Exercise requirements
Please write out all of the data below exactly, without including the pictures.

Natural language region descriptions:
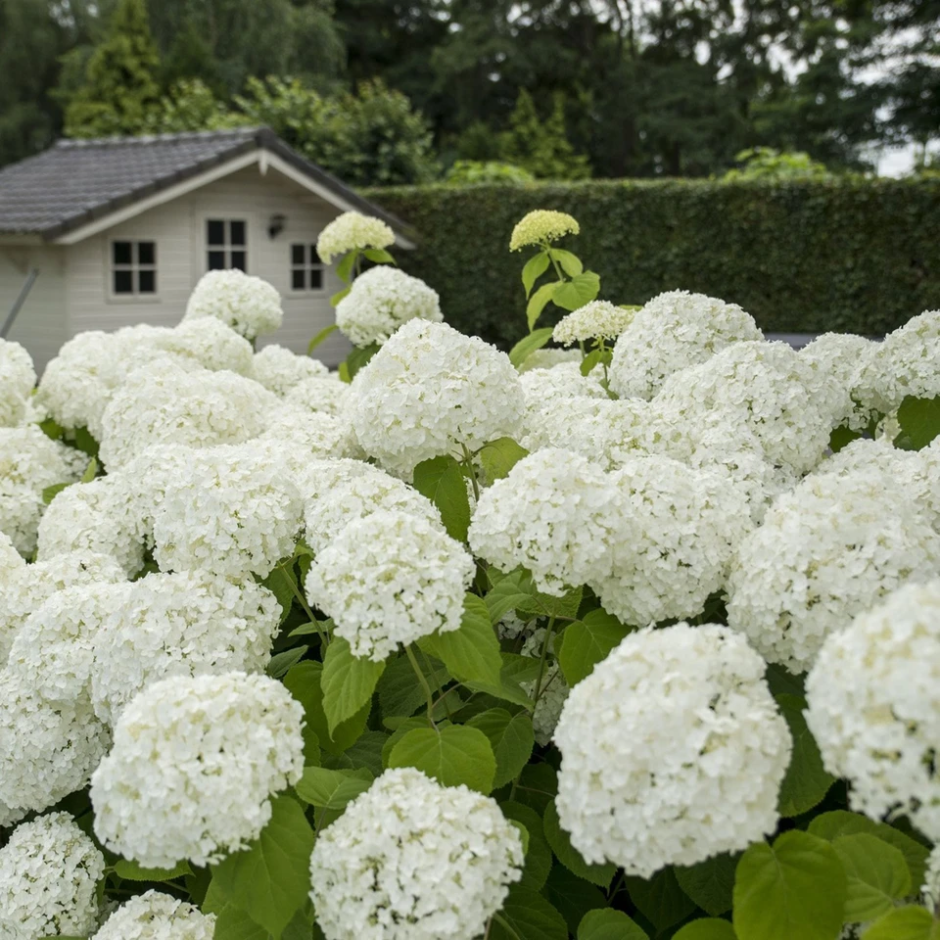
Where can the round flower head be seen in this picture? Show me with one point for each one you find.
(390, 578)
(194, 764)
(185, 624)
(673, 533)
(826, 552)
(249, 305)
(353, 231)
(412, 860)
(672, 751)
(542, 226)
(279, 370)
(156, 916)
(600, 319)
(49, 873)
(430, 391)
(380, 301)
(672, 332)
(874, 706)
(552, 515)
(232, 511)
(359, 497)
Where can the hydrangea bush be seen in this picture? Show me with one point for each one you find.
(639, 639)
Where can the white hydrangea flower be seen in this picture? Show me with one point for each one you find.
(389, 578)
(553, 515)
(672, 751)
(412, 860)
(874, 706)
(156, 916)
(826, 552)
(599, 319)
(231, 511)
(249, 305)
(673, 532)
(672, 332)
(94, 517)
(163, 404)
(359, 497)
(430, 391)
(26, 587)
(194, 764)
(790, 406)
(17, 379)
(380, 301)
(49, 874)
(185, 624)
(47, 749)
(324, 394)
(353, 230)
(279, 370)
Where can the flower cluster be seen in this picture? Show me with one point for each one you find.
(412, 860)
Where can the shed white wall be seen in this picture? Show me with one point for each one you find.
(41, 326)
(178, 228)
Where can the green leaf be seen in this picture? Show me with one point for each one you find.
(526, 915)
(710, 884)
(529, 344)
(577, 292)
(539, 300)
(905, 923)
(271, 879)
(877, 876)
(538, 859)
(442, 480)
(609, 925)
(500, 456)
(131, 871)
(332, 789)
(587, 642)
(348, 682)
(919, 419)
(806, 782)
(452, 755)
(534, 268)
(708, 928)
(512, 740)
(322, 335)
(569, 856)
(470, 653)
(797, 888)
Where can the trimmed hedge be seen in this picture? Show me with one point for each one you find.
(801, 257)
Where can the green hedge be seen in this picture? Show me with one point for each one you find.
(806, 257)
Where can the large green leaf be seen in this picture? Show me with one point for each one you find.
(270, 880)
(443, 481)
(587, 642)
(452, 755)
(569, 856)
(348, 682)
(796, 888)
(877, 876)
(512, 739)
(806, 782)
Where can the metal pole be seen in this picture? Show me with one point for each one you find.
(15, 309)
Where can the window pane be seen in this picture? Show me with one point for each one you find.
(215, 232)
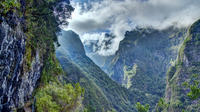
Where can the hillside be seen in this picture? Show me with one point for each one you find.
(186, 69)
(101, 93)
(143, 59)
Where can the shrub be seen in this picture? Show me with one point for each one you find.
(58, 98)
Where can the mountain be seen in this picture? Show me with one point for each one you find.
(186, 69)
(28, 33)
(101, 93)
(143, 59)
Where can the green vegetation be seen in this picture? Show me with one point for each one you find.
(142, 108)
(41, 28)
(194, 87)
(8, 5)
(161, 106)
(59, 98)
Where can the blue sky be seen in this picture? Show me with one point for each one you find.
(119, 16)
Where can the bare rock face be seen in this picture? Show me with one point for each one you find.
(16, 84)
(187, 65)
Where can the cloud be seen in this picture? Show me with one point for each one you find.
(118, 16)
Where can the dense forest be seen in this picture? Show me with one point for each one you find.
(44, 68)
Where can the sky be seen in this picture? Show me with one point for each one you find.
(92, 19)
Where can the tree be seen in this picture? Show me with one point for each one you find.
(142, 108)
(194, 87)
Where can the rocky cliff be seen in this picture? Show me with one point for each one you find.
(186, 69)
(101, 93)
(23, 52)
(142, 60)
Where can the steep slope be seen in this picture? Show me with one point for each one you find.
(142, 60)
(187, 65)
(28, 31)
(101, 93)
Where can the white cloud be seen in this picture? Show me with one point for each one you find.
(119, 16)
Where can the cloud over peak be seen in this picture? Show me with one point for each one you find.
(119, 16)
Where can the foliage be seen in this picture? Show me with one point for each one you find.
(8, 5)
(58, 98)
(194, 87)
(162, 105)
(142, 108)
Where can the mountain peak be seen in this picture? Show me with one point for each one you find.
(71, 43)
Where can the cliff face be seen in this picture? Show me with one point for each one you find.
(17, 84)
(142, 60)
(101, 93)
(25, 51)
(187, 65)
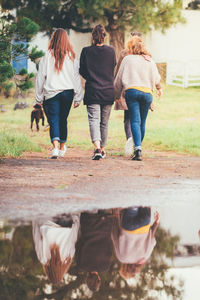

Answer section
Where can the round flower head be seen in this picture? Show me with one point for each one you find.
(390, 578)
(194, 764)
(185, 624)
(673, 533)
(826, 552)
(249, 305)
(353, 231)
(412, 860)
(672, 751)
(542, 226)
(279, 370)
(156, 916)
(600, 319)
(49, 873)
(430, 391)
(380, 301)
(672, 332)
(874, 706)
(552, 515)
(232, 511)
(359, 497)
Where can the hydrangea bush be seen in this picture? Show me with one point for each one you find.
(639, 639)
Where can the white hydrangea flower be seen in this picture? Show me with one point for each one you find.
(389, 578)
(553, 515)
(672, 751)
(412, 860)
(874, 706)
(156, 916)
(826, 552)
(599, 319)
(231, 511)
(249, 305)
(673, 532)
(672, 332)
(94, 517)
(163, 404)
(359, 497)
(430, 391)
(26, 587)
(194, 764)
(790, 406)
(17, 379)
(380, 301)
(49, 874)
(185, 624)
(47, 749)
(324, 394)
(353, 230)
(279, 370)
Where can the flower cluster be seen in this picture? Show me with one point for each one you find.
(412, 860)
Where can the shed white wall be seen in this picture? Show me with one point for each one you find.
(41, 326)
(178, 228)
Where can the green leaf be seen in this picture? Show me with one point for each one you find.
(526, 915)
(710, 884)
(529, 344)
(577, 292)
(539, 300)
(905, 923)
(271, 879)
(877, 876)
(538, 859)
(442, 480)
(609, 925)
(500, 456)
(131, 871)
(332, 789)
(587, 642)
(348, 682)
(919, 419)
(806, 782)
(452, 755)
(534, 268)
(708, 928)
(512, 740)
(322, 335)
(569, 856)
(470, 653)
(797, 888)
Where can the trimmed hedge be seen in this picture? Show me with one point for each one you find.
(801, 257)
Where can the green hedge be seen in this picture? Show me with one point for each one you find.
(806, 257)
Where can the large green leaf be seen in this picture? Show me with one point for each one you find.
(270, 880)
(443, 481)
(587, 642)
(452, 755)
(569, 856)
(348, 682)
(796, 888)
(877, 876)
(512, 739)
(806, 782)
Where can the metal pole be seen in this picture? Show me with one point for each one you find.
(15, 309)
Where can the window pane be seen in this picture? Show me with one point for each one you find.
(215, 232)
Where can the hillside be seen in this picture? Show me with one point for each one you find.
(186, 69)
(101, 93)
(143, 59)
Where can the shrub be seen in this picture? Show me with one point for each one you find.
(58, 98)
Where can the mountain be seen in this picture? Show me with one point for each one you find.
(186, 69)
(28, 33)
(101, 93)
(143, 59)
Where can the green vegetation be seen in this picture? Show me with one point for each one you find.
(142, 108)
(41, 28)
(194, 87)
(8, 5)
(161, 106)
(59, 98)
Where can the blue sky be seen in this picture? Show me with one point for each one you find.
(119, 16)
Where can the bare rock face be seen in this picture? Show me with one point for each one you find.
(16, 84)
(187, 65)
Where can the cloud be seen in this picture? Show me with one point for each one you find.
(118, 16)
Where can the dense forest be seen in this picture? Show me with one point for each one you find.
(44, 68)
Where can the sky be seen in this picture? Show me with one point for each one you find.
(92, 19)
Where can the tree be seen in this picture? Show me with one point for each one you find.
(142, 108)
(194, 87)
Where can the rocky cliff be seen in this picture? Show me with one point for each one you find.
(186, 69)
(101, 93)
(23, 52)
(142, 60)
Where can the steep slope be seen in this picture? Show me with one point for each one you find.
(142, 60)
(187, 65)
(28, 31)
(101, 93)
Where can the white cloud be seen in this picture? Show me with one point for each one you find.
(119, 16)
Where can the cloud over peak be seen in this picture? Show me with one point for each one you find.
(119, 16)
Where can the foliage be seen in this picture? Show me with one point for each one you find.
(8, 5)
(58, 98)
(194, 87)
(162, 105)
(142, 108)
Where can the mountain peak be seen in this picture? Show me with one point for each one you find.
(71, 43)
Where can the cliff face be seen in this picture? Show me with one point for each one you find.
(17, 84)
(142, 60)
(101, 93)
(25, 51)
(187, 65)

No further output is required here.